## Rows taken from a dataset

----------------

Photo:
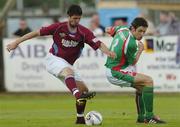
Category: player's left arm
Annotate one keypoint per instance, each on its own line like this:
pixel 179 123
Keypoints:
pixel 13 45
pixel 140 50
pixel 95 43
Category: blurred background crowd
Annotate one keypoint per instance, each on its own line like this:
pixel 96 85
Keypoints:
pixel 22 16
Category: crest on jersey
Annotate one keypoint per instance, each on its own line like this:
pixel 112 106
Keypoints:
pixel 62 35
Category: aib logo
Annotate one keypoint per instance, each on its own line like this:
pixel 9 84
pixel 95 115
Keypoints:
pixel 158 44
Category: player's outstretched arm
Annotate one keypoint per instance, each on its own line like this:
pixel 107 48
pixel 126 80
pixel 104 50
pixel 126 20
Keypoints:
pixel 106 51
pixel 13 45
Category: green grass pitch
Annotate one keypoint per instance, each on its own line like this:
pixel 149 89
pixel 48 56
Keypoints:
pixel 58 110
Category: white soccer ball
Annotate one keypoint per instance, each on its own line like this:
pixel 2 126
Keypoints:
pixel 93 118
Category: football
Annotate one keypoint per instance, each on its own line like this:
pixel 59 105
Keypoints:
pixel 93 118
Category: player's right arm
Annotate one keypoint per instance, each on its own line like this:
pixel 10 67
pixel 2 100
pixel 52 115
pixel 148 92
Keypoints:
pixel 13 45
pixel 49 30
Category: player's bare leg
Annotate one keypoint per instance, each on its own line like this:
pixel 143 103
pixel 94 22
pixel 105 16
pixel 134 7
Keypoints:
pixel 79 90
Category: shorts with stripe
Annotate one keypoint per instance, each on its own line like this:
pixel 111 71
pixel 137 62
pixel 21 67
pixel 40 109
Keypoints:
pixel 123 77
pixel 55 65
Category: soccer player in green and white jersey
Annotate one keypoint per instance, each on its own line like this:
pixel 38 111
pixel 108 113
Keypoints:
pixel 121 71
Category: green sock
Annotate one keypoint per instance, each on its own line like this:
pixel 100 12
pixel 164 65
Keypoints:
pixel 147 95
pixel 140 106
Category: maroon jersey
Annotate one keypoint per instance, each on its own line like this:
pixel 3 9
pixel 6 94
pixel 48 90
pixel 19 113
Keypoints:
pixel 69 45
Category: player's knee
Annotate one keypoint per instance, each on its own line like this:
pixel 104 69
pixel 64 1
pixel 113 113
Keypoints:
pixel 149 81
pixel 66 72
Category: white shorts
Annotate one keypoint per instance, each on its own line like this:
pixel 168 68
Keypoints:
pixel 55 65
pixel 119 82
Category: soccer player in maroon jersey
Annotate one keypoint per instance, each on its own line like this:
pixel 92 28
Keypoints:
pixel 69 39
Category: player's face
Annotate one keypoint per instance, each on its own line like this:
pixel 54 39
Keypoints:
pixel 139 32
pixel 74 20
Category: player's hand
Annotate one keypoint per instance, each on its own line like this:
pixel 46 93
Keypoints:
pixel 111 54
pixel 12 46
pixel 140 46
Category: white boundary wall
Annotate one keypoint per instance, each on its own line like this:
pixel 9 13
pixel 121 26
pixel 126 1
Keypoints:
pixel 24 69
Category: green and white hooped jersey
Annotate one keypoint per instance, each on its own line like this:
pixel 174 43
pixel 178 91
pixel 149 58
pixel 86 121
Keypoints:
pixel 125 47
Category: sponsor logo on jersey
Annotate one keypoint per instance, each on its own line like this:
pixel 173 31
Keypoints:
pixel 62 35
pixel 69 43
pixel 95 40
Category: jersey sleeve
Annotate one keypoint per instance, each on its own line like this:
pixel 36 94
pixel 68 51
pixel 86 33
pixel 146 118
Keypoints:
pixel 92 41
pixel 131 53
pixel 49 30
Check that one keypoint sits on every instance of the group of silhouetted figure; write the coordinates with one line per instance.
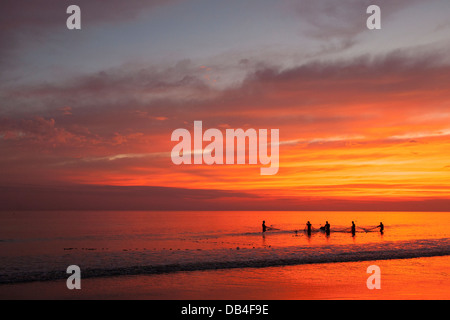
(327, 228)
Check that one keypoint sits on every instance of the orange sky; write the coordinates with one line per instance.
(353, 126)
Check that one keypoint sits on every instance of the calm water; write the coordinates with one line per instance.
(40, 245)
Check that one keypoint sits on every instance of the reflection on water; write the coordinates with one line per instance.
(36, 245)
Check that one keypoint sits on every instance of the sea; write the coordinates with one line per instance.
(39, 246)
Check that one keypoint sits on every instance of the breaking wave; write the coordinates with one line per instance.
(150, 263)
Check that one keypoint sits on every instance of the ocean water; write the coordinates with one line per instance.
(39, 246)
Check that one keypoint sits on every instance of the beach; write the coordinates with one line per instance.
(223, 255)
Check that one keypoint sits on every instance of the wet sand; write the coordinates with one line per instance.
(405, 279)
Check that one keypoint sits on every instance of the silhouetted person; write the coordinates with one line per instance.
(381, 226)
(308, 228)
(327, 228)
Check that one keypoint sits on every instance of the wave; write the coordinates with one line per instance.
(248, 258)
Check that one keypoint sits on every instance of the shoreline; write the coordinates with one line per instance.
(415, 278)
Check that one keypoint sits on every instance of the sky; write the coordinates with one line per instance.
(86, 116)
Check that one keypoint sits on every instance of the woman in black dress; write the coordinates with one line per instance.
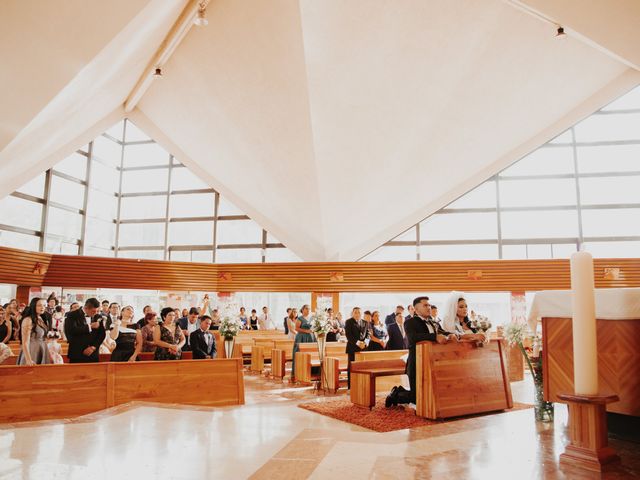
(127, 336)
(168, 336)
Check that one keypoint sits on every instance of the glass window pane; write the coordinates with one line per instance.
(101, 205)
(238, 232)
(67, 192)
(17, 212)
(145, 155)
(393, 254)
(281, 255)
(183, 179)
(143, 254)
(35, 187)
(66, 224)
(147, 234)
(192, 205)
(598, 128)
(543, 161)
(74, 165)
(104, 178)
(191, 233)
(19, 240)
(239, 255)
(628, 101)
(554, 224)
(607, 190)
(609, 223)
(460, 226)
(99, 233)
(537, 193)
(613, 249)
(107, 150)
(459, 252)
(143, 207)
(225, 207)
(609, 158)
(483, 196)
(134, 134)
(140, 181)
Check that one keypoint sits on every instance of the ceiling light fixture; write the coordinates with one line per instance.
(201, 17)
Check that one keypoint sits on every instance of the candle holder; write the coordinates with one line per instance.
(588, 447)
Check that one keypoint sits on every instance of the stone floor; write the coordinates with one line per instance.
(270, 437)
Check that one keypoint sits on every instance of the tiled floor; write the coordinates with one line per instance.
(270, 437)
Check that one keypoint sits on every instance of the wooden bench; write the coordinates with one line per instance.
(66, 391)
(364, 375)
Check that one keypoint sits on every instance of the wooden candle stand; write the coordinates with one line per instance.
(588, 448)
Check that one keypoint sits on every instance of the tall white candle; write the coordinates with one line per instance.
(585, 349)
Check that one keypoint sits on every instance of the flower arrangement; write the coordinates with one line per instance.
(320, 324)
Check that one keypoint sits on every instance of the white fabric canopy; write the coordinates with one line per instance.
(611, 304)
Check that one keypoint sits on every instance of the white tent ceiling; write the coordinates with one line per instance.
(335, 125)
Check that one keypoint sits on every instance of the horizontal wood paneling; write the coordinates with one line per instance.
(489, 275)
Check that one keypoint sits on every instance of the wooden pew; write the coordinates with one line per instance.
(66, 391)
(460, 379)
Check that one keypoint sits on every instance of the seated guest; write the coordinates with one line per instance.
(203, 342)
(85, 332)
(145, 310)
(127, 336)
(397, 336)
(34, 349)
(377, 333)
(391, 318)
(168, 336)
(189, 325)
(253, 320)
(456, 319)
(150, 321)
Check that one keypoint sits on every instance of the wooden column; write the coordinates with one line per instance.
(588, 447)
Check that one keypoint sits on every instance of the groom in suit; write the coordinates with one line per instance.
(357, 332)
(85, 333)
(202, 341)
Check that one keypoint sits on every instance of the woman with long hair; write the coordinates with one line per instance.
(34, 329)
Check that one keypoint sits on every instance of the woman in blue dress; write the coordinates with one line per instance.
(304, 335)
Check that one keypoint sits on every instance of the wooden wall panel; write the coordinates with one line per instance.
(485, 276)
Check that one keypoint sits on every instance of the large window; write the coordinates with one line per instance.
(580, 190)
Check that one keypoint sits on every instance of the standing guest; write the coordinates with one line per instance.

----------------

## Short exercise
Lay out every line from the start of the records through the line containing "pixel 22 16" as a JSON list of strings, one string per line and no blank lines. Omit the picture from your answer.

## Solution to this problem
[
  "Photo:",
  "Category: player's left arm",
  "Annotate one keypoint per instance, each on its own line like this:",
  "pixel 179 123",
  "Keypoints:",
  "pixel 13 45",
  "pixel 140 50",
  "pixel 95 43",
  "Category: blurred background crowd",
  "Annotate one keypoint per instance, each on its own line like this:",
  "pixel 96 85",
  "Keypoints:",
  "pixel 22 16"
]